**What is needed**
Every record, from first to last, should be retyped word for word.

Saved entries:
■ ■ ■ ■ ■ ■ ■

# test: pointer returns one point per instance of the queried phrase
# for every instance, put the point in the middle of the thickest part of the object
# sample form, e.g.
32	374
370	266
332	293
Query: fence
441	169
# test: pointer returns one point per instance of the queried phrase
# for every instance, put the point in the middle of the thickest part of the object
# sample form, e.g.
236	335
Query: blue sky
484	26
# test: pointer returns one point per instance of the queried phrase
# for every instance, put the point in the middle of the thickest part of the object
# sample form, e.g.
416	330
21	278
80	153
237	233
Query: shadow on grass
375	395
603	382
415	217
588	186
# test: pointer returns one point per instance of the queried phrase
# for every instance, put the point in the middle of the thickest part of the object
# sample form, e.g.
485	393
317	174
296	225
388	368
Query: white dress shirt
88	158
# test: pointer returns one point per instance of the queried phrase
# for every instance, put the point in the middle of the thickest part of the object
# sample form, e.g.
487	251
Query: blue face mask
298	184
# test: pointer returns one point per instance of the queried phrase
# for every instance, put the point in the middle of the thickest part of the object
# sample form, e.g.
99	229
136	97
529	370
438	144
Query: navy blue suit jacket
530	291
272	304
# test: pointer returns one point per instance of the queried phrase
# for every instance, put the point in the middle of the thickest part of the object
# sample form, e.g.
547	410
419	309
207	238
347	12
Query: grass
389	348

■ ■ ■ ■ ■ ■ ■

**Response for this exercise**
# test: pointer returns one point per instance of the queried phrase
# for every instance, put the point in the middle of the thickest part of the object
# sample form, e.g.
32	374
370	266
332	293
Query: fence
441	169
# test: pointer returns one point per instance of the queried phrase
# for every instance, put the point in the middle of the thickest part of the object
# sample form, e.g.
236	335
Query: blue sky
484	26
# test: pointer returns one point per instance of the queried phrase
# for every instance, put the point in the middle of the thickest part of the object
# sample form, e.g.
416	330
21	278
80	153
237	233
Query: shadow on grass
375	395
603	382
415	217
588	186
# test: pointer returns one point per instance of the queried phrase
# for every instance, put the point in the middle of the thickest part of the object
# sample form, e.g.
485	393
317	174
296	225
388	368
Query: white dress shirt
88	158
# test: pointer returns one point per instance of the queried phrase
# for every instance, put the point in the middle of the thickest part of the object
# sample form, e.g.
487	251
Query: blue face mask
298	184
# test: pointer returns one point per instance of the queried phrase
# for every instance, put the point in the middle of the thickest part of the object
# sample form, e.g.
99	229
136	97
529	370
438	144
Query: navy blue suit jacket
530	291
272	304
# test: pointer returns one point per instance of the queried phrase
# for every instance, put the point in the middle of the thickest part of the object
# sample form, e.g.
547	410
419	309
207	238
347	12
Query: grass
389	348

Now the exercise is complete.